Problem description:
Swap "boulder" for "rock" wherever it occurs in the entries below, and give the lines back with nothing else changed.

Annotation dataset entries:
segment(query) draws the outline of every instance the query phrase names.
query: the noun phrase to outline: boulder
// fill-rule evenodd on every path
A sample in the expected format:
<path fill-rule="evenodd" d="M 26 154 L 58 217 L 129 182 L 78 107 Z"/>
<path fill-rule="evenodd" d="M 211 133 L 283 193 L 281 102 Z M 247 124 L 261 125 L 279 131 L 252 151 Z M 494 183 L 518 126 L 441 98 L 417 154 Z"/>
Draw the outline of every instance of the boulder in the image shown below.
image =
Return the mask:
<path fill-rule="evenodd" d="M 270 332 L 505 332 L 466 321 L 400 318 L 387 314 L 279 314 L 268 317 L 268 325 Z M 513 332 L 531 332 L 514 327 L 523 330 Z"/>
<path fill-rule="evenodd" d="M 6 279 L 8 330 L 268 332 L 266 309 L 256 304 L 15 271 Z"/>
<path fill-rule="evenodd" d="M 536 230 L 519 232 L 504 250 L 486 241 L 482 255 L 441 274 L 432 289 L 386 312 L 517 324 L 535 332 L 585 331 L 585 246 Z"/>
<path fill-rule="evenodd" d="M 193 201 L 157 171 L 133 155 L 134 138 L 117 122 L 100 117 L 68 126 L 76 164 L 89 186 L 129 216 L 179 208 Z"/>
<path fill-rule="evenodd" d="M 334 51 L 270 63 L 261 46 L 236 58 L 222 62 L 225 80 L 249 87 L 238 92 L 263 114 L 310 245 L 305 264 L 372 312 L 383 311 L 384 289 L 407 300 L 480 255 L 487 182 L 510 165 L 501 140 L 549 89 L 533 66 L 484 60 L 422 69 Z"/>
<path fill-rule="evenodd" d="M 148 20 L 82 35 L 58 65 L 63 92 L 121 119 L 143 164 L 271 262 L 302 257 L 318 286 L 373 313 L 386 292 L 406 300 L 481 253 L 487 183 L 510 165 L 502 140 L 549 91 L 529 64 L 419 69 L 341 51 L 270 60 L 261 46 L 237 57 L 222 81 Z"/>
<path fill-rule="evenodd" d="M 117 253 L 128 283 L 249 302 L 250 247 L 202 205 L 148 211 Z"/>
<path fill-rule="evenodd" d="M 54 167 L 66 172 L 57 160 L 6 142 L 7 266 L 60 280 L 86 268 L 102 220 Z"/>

Answer in full:
segment(query) draws the outline of every instance the query phrase names.
query: the noun phrase to outline: rock
// fill-rule evenodd on every path
A sample in the expected format:
<path fill-rule="evenodd" d="M 26 154 L 58 217 L 129 182 L 78 107 Z"/>
<path fill-rule="evenodd" d="M 211 133 L 283 193 L 281 102 Z M 247 124 L 261 125 L 279 131 L 252 151 Z M 494 183 L 518 126 L 441 98 L 417 154 Z"/>
Draw the outline of every instance of the rock in the image shown below.
image =
Return the mask:
<path fill-rule="evenodd" d="M 270 332 L 505 332 L 466 321 L 400 318 L 387 314 L 279 314 L 268 317 L 268 325 Z M 513 332 L 531 332 L 514 327 L 523 330 Z"/>
<path fill-rule="evenodd" d="M 6 279 L 8 330 L 268 332 L 266 309 L 256 304 L 15 271 Z"/>
<path fill-rule="evenodd" d="M 536 230 L 519 232 L 504 250 L 486 241 L 482 255 L 441 274 L 432 289 L 386 312 L 517 324 L 535 332 L 585 331 L 585 246 Z"/>
<path fill-rule="evenodd" d="M 193 201 L 157 171 L 133 155 L 134 138 L 117 122 L 100 117 L 68 126 L 76 164 L 89 186 L 129 216 L 179 208 Z"/>
<path fill-rule="evenodd" d="M 334 51 L 270 63 L 261 46 L 236 58 L 222 62 L 225 80 L 249 87 L 238 92 L 263 114 L 310 245 L 305 264 L 372 312 L 383 311 L 384 289 L 407 300 L 480 255 L 487 182 L 510 165 L 501 140 L 549 89 L 533 66 L 484 60 L 422 69 Z"/>
<path fill-rule="evenodd" d="M 148 20 L 82 35 L 58 65 L 63 92 L 121 119 L 143 164 L 271 262 L 302 257 L 318 286 L 373 313 L 386 292 L 406 300 L 481 253 L 487 183 L 510 165 L 502 140 L 549 91 L 529 64 L 419 69 L 341 51 L 270 60 L 261 46 L 237 57 L 222 81 Z"/>
<path fill-rule="evenodd" d="M 117 253 L 128 283 L 249 302 L 250 247 L 202 205 L 148 211 Z"/>
<path fill-rule="evenodd" d="M 54 167 L 66 172 L 57 160 L 6 142 L 7 266 L 60 280 L 86 268 L 102 220 Z"/>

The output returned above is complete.